## Requirements:
Only the lines from the one containing "of the spiral" through the last line below should be written out, exactly and with both ends kept.

## Task input:
★ ★ ★ ★ ★

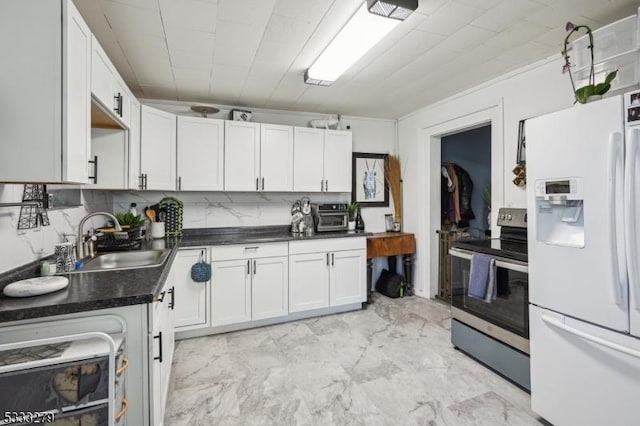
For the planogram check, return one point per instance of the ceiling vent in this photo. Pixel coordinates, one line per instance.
(396, 9)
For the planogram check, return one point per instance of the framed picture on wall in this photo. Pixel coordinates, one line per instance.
(369, 186)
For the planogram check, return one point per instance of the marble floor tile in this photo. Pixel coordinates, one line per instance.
(390, 364)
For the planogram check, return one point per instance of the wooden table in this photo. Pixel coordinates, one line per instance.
(392, 244)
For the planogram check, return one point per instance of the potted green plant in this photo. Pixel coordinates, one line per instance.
(590, 90)
(352, 211)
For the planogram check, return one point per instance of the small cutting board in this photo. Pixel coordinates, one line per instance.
(35, 286)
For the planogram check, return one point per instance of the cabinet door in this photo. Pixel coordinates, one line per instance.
(231, 292)
(110, 147)
(308, 159)
(241, 156)
(308, 281)
(121, 101)
(102, 80)
(76, 133)
(276, 158)
(200, 154)
(338, 160)
(191, 309)
(134, 146)
(158, 148)
(269, 287)
(347, 283)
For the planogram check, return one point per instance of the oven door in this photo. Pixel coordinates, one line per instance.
(510, 309)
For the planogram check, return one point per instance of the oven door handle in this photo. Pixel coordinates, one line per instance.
(506, 264)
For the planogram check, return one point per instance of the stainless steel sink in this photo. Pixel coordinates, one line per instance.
(125, 260)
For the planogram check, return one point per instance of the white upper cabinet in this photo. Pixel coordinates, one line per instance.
(322, 160)
(308, 159)
(241, 156)
(337, 160)
(276, 158)
(46, 90)
(107, 87)
(135, 179)
(200, 154)
(158, 149)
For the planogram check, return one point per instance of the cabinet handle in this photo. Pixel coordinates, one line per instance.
(159, 337)
(123, 410)
(125, 364)
(118, 107)
(95, 169)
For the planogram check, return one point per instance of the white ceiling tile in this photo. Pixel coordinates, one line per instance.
(159, 92)
(125, 18)
(310, 10)
(194, 15)
(191, 59)
(507, 13)
(181, 39)
(245, 11)
(450, 18)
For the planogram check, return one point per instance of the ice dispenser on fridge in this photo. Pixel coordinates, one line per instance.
(560, 211)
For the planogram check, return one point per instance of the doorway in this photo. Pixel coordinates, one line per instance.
(465, 195)
(428, 222)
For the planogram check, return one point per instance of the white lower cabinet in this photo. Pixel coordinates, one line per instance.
(191, 312)
(161, 346)
(326, 273)
(231, 292)
(309, 278)
(269, 287)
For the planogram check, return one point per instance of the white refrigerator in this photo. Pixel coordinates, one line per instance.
(583, 195)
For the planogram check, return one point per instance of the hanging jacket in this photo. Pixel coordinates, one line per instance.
(465, 188)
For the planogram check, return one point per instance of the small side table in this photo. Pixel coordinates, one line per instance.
(391, 244)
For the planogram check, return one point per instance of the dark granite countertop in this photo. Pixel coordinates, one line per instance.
(109, 289)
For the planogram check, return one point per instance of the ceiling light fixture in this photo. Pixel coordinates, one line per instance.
(396, 9)
(363, 31)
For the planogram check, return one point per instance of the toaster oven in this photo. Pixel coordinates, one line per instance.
(330, 217)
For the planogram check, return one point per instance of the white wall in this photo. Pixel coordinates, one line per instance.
(18, 247)
(253, 209)
(525, 93)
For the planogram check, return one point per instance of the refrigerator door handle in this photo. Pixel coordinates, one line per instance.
(616, 225)
(630, 210)
(586, 336)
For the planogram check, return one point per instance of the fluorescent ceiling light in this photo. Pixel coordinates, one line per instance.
(363, 31)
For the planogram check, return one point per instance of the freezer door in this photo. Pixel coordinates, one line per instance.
(589, 282)
(632, 197)
(582, 374)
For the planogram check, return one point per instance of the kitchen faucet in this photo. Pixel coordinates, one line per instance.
(80, 249)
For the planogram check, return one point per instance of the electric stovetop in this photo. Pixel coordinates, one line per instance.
(510, 249)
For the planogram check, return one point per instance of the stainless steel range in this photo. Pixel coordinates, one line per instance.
(495, 330)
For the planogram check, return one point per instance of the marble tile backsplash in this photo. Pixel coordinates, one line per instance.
(23, 246)
(224, 209)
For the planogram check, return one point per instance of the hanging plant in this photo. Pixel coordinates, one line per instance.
(583, 93)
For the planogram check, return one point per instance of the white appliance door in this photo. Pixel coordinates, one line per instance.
(582, 374)
(632, 196)
(588, 283)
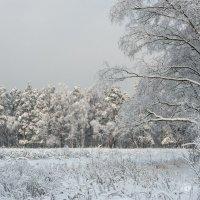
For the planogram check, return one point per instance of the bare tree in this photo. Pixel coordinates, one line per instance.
(169, 86)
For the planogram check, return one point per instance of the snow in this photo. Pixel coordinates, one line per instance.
(87, 174)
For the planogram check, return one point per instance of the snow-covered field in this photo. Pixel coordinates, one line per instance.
(87, 174)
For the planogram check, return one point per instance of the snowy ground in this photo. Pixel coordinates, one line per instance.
(87, 174)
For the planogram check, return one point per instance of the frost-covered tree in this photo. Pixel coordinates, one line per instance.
(168, 31)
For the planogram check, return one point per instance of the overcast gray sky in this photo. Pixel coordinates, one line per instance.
(51, 41)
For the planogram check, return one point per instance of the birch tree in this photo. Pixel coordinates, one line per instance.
(169, 31)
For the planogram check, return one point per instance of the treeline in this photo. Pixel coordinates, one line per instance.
(55, 117)
(59, 117)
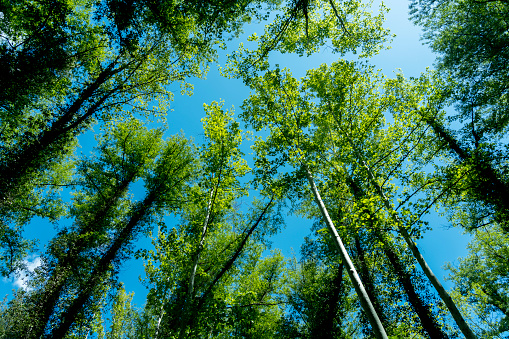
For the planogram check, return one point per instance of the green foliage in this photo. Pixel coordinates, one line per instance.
(481, 282)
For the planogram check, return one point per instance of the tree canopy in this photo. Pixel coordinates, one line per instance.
(364, 156)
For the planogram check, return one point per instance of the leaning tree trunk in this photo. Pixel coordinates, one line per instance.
(367, 306)
(451, 306)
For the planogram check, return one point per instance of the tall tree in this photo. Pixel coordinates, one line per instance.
(69, 65)
(84, 256)
(470, 38)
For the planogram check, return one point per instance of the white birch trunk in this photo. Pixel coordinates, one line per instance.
(451, 306)
(375, 322)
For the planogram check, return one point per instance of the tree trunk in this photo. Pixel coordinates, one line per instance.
(378, 329)
(451, 306)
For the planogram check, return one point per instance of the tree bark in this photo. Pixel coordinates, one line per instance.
(451, 306)
(373, 318)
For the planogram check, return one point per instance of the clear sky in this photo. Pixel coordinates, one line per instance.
(407, 53)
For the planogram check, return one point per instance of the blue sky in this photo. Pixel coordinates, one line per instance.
(407, 53)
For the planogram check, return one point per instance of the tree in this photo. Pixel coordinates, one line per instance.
(83, 257)
(470, 38)
(480, 282)
(277, 104)
(68, 66)
(198, 267)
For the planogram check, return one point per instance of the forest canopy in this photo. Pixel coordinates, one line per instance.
(364, 156)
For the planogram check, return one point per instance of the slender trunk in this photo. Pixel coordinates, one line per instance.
(488, 185)
(324, 327)
(422, 309)
(451, 306)
(194, 268)
(366, 277)
(102, 268)
(428, 321)
(378, 329)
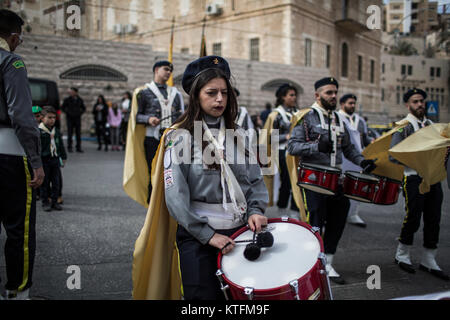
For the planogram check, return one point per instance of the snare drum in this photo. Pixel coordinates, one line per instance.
(360, 186)
(388, 191)
(318, 178)
(292, 269)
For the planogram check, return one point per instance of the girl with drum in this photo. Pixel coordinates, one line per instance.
(208, 192)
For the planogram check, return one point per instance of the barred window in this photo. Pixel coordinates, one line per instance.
(93, 72)
(344, 60)
(308, 49)
(254, 49)
(217, 49)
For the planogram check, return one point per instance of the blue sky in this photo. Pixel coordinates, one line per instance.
(441, 2)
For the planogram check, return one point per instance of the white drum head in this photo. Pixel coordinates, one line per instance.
(317, 189)
(294, 252)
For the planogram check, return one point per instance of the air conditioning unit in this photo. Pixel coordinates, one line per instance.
(213, 9)
(130, 28)
(118, 29)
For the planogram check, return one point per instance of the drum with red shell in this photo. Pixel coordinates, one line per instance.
(292, 269)
(318, 178)
(388, 191)
(359, 186)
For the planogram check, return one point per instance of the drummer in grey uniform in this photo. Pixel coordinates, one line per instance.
(157, 101)
(358, 129)
(208, 201)
(310, 140)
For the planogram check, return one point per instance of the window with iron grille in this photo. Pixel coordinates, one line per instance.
(372, 71)
(344, 60)
(360, 65)
(93, 72)
(217, 49)
(254, 49)
(308, 45)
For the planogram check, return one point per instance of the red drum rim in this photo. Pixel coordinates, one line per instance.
(388, 179)
(361, 176)
(305, 185)
(312, 166)
(273, 220)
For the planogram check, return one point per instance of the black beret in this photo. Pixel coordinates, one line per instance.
(283, 87)
(412, 92)
(326, 81)
(200, 65)
(162, 63)
(346, 97)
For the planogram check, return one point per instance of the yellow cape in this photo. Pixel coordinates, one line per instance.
(155, 271)
(264, 139)
(379, 150)
(135, 171)
(425, 151)
(292, 164)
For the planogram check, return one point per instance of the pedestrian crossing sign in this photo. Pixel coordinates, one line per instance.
(432, 108)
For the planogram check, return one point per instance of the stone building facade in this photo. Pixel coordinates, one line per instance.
(322, 36)
(125, 66)
(400, 73)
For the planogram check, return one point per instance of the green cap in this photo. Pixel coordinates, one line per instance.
(37, 109)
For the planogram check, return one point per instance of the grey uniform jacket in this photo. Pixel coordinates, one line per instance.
(282, 126)
(16, 105)
(186, 182)
(149, 106)
(399, 136)
(305, 137)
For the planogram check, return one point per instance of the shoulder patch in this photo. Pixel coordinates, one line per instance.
(18, 64)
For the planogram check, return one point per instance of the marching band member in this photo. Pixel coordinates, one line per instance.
(208, 194)
(310, 140)
(150, 104)
(416, 204)
(280, 119)
(357, 128)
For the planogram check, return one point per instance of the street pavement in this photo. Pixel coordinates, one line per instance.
(99, 225)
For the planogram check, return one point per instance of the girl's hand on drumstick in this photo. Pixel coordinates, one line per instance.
(224, 243)
(256, 221)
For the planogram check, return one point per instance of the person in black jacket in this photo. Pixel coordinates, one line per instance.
(53, 157)
(74, 107)
(21, 169)
(100, 112)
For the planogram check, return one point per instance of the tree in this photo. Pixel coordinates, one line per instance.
(403, 48)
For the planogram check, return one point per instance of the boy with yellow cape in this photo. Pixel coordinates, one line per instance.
(151, 263)
(291, 161)
(155, 267)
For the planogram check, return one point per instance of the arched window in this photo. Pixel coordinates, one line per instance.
(273, 85)
(344, 60)
(93, 72)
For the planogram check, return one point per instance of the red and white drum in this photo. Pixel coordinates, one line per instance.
(388, 191)
(319, 178)
(292, 269)
(360, 186)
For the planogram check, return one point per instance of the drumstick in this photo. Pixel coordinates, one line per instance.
(364, 170)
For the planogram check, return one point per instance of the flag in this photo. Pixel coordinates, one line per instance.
(203, 44)
(170, 58)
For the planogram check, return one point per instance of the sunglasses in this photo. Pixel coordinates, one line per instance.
(20, 37)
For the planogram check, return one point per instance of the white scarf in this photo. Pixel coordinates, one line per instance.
(285, 115)
(415, 122)
(4, 45)
(52, 133)
(335, 130)
(166, 104)
(226, 174)
(353, 122)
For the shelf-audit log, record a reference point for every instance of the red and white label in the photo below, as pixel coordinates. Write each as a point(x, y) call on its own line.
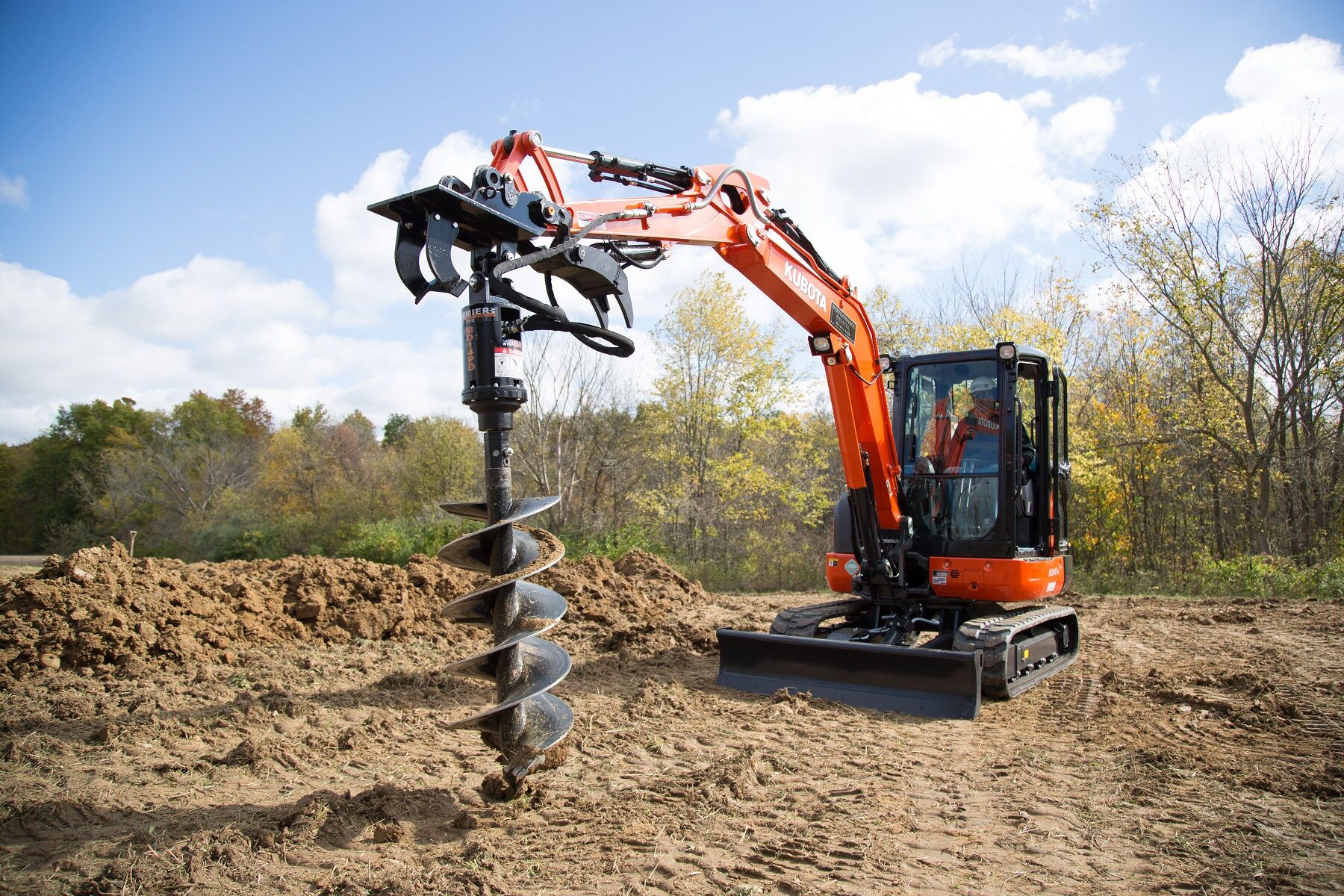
point(508, 361)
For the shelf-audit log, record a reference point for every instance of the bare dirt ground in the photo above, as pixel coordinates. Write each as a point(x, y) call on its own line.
point(281, 727)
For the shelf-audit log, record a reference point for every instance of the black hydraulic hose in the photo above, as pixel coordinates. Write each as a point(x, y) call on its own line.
point(596, 337)
point(524, 261)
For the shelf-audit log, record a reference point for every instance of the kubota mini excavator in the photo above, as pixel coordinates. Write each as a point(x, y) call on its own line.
point(953, 520)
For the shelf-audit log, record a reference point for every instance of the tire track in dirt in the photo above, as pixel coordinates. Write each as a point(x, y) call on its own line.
point(309, 768)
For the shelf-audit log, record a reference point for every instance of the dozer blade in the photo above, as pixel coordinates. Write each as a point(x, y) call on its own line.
point(941, 684)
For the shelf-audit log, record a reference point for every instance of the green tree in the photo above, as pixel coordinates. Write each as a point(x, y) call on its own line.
point(60, 474)
point(722, 376)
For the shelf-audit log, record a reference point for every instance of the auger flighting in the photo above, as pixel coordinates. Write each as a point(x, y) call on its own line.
point(953, 523)
point(494, 220)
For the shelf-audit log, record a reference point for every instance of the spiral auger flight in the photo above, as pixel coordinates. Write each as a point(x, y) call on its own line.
point(526, 721)
point(497, 222)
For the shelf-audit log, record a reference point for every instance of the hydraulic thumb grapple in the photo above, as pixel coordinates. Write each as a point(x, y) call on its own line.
point(954, 507)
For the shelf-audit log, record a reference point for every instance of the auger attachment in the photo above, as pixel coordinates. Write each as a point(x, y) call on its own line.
point(524, 721)
point(495, 222)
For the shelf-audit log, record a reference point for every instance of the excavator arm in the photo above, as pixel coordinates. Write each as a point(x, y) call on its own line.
point(514, 214)
point(729, 210)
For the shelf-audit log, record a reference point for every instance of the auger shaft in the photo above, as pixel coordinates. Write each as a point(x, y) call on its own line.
point(499, 505)
point(524, 721)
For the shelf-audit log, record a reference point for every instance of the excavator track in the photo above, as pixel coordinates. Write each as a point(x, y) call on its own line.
point(1021, 648)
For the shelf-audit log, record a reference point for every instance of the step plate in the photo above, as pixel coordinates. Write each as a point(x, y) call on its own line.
point(940, 684)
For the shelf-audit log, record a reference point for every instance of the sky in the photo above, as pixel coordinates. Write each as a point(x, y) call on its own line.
point(183, 186)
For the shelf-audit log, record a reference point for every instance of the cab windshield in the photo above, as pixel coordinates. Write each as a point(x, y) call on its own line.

★ ★ ★ ★ ★

## The response:
For the shelf-audit log, record a reference point for every instance of the spiral auger flight in the photo above, as pixel coordinates. Write each as a point(x, y) call on its own line.
point(526, 721)
point(497, 222)
For the shelf-audit log, record a reference point for every instance of the hydraulic thumb grapple in the photo above, as pixel coordinates. Write each as a point(x, y) call on its own line.
point(954, 507)
For the shelf-audit log, record a reference point for every instance of the auger attachment in the photo above, as pixel coordinates. Write each as a point(x, y) call on its own line.
point(524, 721)
point(495, 222)
For the shelf-audit log, record a reference point for every instance of the excavator arm in the photo above, as pixel coordinates. Write each as a point(x, y) call on its own line.
point(514, 214)
point(729, 210)
For the shelf-audit log, record a reference point for every instance of the auger shaft in the photo above, as pixel coordinates. Write each as a point(x, y) call on its own line.
point(499, 505)
point(524, 721)
For the shelf-audit log, record a reference point for every instance of the excavator track in the photo above, as pixel coordinates. Write each as a point(x, y) call on its own line.
point(1021, 648)
For the shelf-audit log, record a reference point for every instance of the step plate in the photo above, as pixel coordinates. Write each as a point(x, y) call on its own line.
point(940, 684)
For the shelf-audit log, record a reference point for every instance of the sky in the photo above, as pixel coordinates. Write each as a point(x, y) call on its own line.
point(183, 186)
For the shelf-audit log, record a reference point for every instance of the cab windshield in the photo above, as pixel coordinates. Write each as a point(x, y) call on its own line.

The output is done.